■ REQUIRED WORK:
Reproduce all entries precisely, down to the last character.

■ RECORD SET:

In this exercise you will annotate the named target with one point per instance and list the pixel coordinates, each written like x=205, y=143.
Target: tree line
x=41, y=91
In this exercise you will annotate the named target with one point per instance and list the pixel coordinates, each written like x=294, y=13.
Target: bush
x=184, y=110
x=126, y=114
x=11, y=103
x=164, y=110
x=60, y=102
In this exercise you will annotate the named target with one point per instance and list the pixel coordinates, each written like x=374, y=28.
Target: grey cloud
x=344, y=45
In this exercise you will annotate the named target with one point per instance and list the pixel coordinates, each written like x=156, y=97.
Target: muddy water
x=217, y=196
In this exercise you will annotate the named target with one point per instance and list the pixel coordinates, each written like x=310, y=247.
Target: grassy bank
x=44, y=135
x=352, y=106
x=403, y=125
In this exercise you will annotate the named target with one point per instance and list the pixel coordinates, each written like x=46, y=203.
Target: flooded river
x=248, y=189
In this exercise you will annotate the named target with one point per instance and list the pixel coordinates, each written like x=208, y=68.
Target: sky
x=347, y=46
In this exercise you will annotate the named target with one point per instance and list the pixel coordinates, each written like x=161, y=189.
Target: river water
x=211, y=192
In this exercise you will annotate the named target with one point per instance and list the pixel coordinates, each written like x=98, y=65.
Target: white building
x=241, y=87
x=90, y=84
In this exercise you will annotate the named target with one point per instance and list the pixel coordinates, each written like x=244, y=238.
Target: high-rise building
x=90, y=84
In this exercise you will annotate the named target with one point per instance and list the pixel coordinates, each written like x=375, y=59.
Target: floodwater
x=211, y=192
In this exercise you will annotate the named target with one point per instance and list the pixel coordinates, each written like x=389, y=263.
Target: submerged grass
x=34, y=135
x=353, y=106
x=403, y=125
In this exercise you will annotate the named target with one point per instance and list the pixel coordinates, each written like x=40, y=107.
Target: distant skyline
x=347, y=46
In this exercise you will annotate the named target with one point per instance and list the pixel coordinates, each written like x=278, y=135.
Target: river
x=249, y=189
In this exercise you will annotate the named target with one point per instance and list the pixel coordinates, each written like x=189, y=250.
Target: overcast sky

■ OUTPUT FOR THIS EXERCISE:
In this exercise you will annotate the named target with one point per instance and list the pixel coordinates, each written like x=205, y=143.
Target: tree line
x=41, y=91
In this exercise you will annotate the named target with one point per instance and list the pixel coordinates, each written like x=294, y=13.
Target: bush
x=184, y=110
x=126, y=114
x=11, y=103
x=164, y=110
x=60, y=102
In this exercise you will annotate the named target with one point per instance and list the pixel coordinates, each written like x=374, y=28.
Target: grey cloud
x=344, y=45
In this exercise you will annotate the named target with one point per instance and list the pixel coordinates, each written like x=156, y=97.
Target: muddy water
x=217, y=196
In this exercise you will annotate the named target with one point per instance and list the pixel coordinates, each written like x=310, y=247.
Target: grassy bank
x=44, y=135
x=352, y=106
x=403, y=125
In this exercise you will annotate the named target with one point per instance and list the pixel coordinates, each written like x=46, y=203.
Target: flooded river
x=248, y=189
In this exercise you will annotate the named target with one point per instance and list the pixel coordinates, each written like x=208, y=68.
Target: sky
x=347, y=46
In this exercise you will annotate the named target with one point per instance and list the pixel coordinates, each written like x=161, y=189.
Target: river water
x=211, y=192
In this exercise you will annotate the named target with one point per instance and list the pixel coordinates, each written like x=98, y=65.
Target: white building
x=241, y=87
x=90, y=84
In this exercise you will annotate the named target with one point per instance and list the pixel coordinates, each written like x=244, y=238.
Target: high-rise building
x=90, y=84
In this exercise you will annotate the named target with one point per instance and list the pixel coordinates, each written like x=375, y=59.
Target: floodwater
x=211, y=192
In this exercise you will annotate the named target with one point per instance and list the pixel coordinates, each written like x=389, y=263.
Target: submerged grass
x=34, y=135
x=353, y=106
x=403, y=125
In this exercise you will annotate the named target with one point per instance and list the pixel coordinates, each written like x=40, y=107.
Target: distant skyline
x=347, y=46
In this exercise you will annotate the named target with one point per instance and list the pixel coordinates, each written like x=278, y=135.
Target: river
x=249, y=189
In this exercise you will annotate the named target with one point per instance and list the pixel coordinates, each written like x=189, y=250.
Target: overcast sky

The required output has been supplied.